Selected passage:
But just as the coalition contract was about to be signed, several prominent Social Democrats refused to go along with the deal because it included the Left Party. The Left Party had formed in the previous few years through a merger of the former East German communist party (the Party of Democratic Socialism), which has expanded to western Germany, with defectors from the SPD.

As a result, when the proposed SPD/Green/Left government twice failed to get the necessary approval by the legislature, Koch remained acting Minister-President and new elections were called. This failure was the result of unparalleled ineptitude within the SPD – and the party paid a heavy price at the pools, winning less than a quarter of the vote in a state that was once its most important stronghold. As a result, Koch will continue in power at the head of a CDU/FPD government.

Despite the Greens’ gains, they are still in fourth place in Hesse behind the free-market-friendly FDP – their chief rivals. At the national level, the two parties – and also the Left Party – are competing vehemently to with very different recipes for how to address the world-wide financial melt-down, even if its effects have been much less drastic in Germany than in the US. As FDP Chair Guido Westerwelle put it, his party would “use its new power intelligently to rewrite the government's fiscal stimulus to inject more tax cuts into a package dominated by infrastructure investment.” The Left Party, by contrast, supports the CDU-SPD national government’s concept, but demands that more money be spent. The Green’ alternative is a series of targeted supports but no tax cuts and measures which promote green industry and reward green consumption.

Given task A:
Name every political party that the passage on Hesse politics mentions.

[Collected data entries]

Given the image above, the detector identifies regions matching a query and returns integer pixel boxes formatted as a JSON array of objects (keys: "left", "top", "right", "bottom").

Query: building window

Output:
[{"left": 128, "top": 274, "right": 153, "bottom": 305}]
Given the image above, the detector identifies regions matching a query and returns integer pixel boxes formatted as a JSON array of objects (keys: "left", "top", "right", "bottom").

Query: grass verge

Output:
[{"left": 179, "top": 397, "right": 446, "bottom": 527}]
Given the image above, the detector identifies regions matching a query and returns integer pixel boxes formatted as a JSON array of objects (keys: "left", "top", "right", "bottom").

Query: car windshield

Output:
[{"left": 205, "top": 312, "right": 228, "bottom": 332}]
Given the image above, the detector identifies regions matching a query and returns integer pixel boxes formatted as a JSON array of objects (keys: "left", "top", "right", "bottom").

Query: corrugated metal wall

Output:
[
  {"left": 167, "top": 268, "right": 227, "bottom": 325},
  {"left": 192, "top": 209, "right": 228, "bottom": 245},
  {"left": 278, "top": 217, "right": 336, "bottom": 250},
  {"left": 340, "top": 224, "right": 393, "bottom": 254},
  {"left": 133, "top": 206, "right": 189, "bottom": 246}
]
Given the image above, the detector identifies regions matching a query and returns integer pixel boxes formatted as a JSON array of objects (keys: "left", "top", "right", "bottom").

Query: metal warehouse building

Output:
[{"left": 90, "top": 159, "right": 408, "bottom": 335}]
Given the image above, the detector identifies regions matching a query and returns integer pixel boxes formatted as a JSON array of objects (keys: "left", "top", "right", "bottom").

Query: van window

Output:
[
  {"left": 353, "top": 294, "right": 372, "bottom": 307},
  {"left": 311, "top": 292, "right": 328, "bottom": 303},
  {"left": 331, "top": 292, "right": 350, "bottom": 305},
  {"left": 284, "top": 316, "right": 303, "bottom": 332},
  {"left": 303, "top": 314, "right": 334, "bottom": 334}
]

Given task B:
Gather each line of the listing that contains the string "window".

Response A:
- Social Democrats (SPD)
- Left Party
- Party of Democratic Socialism
- Greens
- CDU
- FDP

Response B:
Query: building window
Query: van window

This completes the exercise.